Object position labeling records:
-*-*-
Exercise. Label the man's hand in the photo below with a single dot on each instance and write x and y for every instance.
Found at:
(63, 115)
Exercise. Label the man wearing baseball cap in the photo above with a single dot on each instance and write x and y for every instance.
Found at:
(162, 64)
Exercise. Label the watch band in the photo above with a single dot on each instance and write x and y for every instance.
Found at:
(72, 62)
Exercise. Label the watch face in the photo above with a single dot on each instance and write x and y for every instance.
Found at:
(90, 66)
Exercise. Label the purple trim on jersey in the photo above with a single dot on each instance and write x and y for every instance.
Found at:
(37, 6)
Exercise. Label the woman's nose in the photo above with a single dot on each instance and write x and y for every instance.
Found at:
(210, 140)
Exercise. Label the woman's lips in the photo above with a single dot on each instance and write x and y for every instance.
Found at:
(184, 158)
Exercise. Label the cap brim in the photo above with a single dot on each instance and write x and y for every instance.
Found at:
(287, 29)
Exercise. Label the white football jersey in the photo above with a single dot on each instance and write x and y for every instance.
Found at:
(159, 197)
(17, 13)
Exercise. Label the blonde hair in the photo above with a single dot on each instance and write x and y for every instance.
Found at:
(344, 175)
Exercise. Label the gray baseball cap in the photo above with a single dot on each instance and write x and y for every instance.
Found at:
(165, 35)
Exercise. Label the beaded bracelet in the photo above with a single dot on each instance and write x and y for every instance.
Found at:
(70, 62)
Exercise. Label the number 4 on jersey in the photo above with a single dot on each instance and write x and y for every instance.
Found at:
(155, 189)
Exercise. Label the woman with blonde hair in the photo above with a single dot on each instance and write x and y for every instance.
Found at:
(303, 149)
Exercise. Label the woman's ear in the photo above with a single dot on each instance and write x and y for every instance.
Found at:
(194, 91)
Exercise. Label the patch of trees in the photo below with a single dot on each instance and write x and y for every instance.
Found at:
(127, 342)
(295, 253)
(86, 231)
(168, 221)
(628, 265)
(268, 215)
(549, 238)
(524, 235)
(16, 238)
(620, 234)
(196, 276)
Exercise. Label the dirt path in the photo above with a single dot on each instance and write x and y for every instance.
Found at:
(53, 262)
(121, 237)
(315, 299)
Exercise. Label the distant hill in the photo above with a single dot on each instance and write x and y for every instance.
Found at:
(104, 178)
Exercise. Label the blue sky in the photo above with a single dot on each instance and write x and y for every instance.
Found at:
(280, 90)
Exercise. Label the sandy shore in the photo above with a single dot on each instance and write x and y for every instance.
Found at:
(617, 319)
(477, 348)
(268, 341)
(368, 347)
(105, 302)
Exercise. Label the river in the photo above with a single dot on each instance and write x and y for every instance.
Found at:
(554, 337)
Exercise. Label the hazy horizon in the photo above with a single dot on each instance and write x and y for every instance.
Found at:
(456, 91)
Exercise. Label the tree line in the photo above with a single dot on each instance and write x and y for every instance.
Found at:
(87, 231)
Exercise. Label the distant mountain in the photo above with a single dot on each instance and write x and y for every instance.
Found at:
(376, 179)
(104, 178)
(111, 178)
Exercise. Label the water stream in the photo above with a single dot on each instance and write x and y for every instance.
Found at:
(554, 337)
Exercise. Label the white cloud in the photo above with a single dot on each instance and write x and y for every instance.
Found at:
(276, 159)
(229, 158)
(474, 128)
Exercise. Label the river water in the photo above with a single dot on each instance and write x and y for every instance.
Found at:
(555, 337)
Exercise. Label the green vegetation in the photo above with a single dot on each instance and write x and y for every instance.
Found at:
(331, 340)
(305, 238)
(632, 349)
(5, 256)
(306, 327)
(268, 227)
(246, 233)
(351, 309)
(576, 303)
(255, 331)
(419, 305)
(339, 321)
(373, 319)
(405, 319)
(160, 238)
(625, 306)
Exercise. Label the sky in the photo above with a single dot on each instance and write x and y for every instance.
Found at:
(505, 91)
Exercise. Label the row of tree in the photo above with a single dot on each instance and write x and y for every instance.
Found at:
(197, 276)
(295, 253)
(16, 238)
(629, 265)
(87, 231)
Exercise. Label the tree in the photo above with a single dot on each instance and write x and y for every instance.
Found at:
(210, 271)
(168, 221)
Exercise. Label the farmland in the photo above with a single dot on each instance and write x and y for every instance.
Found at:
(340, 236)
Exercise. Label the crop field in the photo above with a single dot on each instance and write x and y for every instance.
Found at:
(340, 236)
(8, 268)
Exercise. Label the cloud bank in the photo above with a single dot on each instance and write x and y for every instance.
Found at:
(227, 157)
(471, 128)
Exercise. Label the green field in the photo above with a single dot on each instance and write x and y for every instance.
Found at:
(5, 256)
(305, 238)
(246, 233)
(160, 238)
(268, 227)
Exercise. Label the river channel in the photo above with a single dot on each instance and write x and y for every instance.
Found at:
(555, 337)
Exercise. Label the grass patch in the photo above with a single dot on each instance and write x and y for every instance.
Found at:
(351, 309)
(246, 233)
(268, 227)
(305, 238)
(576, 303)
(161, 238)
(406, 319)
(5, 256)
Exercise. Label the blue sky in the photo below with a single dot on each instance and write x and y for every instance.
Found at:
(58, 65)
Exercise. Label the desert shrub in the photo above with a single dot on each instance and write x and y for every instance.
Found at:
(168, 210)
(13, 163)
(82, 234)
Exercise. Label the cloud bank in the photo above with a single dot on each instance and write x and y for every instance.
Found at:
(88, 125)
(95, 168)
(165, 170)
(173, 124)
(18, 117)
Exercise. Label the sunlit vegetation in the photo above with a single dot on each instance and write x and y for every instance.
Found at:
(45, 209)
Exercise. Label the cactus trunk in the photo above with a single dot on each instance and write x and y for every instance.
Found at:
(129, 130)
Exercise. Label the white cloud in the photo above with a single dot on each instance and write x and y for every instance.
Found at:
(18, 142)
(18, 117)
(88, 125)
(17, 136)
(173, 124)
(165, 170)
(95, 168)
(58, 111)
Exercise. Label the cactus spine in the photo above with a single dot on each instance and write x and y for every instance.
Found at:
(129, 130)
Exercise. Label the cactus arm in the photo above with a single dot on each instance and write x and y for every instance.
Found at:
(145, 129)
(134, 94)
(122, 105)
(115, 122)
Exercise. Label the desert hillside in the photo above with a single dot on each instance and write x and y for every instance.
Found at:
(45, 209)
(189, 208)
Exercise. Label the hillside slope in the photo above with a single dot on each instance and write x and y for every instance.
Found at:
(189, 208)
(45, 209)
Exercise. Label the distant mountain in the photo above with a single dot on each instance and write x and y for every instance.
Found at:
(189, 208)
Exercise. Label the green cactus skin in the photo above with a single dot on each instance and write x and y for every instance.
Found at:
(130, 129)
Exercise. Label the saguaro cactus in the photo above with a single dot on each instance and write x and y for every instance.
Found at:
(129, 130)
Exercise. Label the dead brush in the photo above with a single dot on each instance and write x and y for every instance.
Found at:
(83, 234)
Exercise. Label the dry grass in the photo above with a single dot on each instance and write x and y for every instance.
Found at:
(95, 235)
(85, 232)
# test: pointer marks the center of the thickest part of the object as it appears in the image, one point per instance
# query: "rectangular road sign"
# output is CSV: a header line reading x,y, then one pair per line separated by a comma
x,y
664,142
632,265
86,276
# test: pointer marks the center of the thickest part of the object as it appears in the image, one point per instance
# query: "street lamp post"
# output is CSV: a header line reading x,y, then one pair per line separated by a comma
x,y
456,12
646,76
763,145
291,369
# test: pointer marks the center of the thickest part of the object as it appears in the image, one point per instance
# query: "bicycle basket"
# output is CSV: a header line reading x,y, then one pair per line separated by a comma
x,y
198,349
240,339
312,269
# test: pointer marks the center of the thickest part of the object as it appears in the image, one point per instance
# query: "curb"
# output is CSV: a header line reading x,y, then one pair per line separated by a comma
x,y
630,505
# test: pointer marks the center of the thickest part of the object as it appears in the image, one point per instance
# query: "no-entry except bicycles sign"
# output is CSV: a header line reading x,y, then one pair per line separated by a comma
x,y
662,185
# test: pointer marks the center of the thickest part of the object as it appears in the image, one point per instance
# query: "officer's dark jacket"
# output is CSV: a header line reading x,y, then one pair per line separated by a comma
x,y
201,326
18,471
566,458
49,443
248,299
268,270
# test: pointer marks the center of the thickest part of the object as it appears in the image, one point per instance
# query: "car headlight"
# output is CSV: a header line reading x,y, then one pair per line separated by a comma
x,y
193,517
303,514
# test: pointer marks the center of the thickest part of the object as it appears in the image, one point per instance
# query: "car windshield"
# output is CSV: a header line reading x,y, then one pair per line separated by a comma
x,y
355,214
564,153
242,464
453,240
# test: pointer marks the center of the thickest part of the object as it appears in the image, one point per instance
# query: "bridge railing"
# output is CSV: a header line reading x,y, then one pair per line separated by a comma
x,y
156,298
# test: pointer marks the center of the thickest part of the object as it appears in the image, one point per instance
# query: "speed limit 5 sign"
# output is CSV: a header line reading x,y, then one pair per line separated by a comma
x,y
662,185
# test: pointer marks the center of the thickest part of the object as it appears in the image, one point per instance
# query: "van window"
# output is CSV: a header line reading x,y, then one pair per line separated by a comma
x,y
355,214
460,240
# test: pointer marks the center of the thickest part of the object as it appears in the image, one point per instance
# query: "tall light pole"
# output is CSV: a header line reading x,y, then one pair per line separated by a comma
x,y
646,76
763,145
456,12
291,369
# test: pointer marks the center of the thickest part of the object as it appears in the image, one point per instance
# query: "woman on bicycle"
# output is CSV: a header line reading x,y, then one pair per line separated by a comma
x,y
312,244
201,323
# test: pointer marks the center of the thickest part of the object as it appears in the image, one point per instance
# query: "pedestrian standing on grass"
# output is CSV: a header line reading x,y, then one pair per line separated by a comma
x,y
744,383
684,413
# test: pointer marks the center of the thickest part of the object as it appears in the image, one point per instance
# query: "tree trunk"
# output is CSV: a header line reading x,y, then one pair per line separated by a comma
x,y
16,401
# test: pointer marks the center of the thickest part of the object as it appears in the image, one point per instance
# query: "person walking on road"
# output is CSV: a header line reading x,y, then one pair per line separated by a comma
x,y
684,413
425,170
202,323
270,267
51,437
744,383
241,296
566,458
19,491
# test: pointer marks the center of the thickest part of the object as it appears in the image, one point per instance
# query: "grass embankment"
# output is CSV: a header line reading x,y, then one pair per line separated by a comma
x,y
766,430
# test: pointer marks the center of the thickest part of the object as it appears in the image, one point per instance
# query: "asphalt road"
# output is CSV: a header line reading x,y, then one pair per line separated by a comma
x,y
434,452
-*-*-
## What you need to do
Gather every line in the records above that contains the word "river", and copy each one out.

## Result
Exercise. Label the river in the photo above with a single dot on each instance and write x and y for every instance.
Exercise. Label the river water in the photo above with a single dot on each instance and write x and y for every instance.
Exercise. Label the river channel in the photo above with a single dot on each instance and write x and y for every instance.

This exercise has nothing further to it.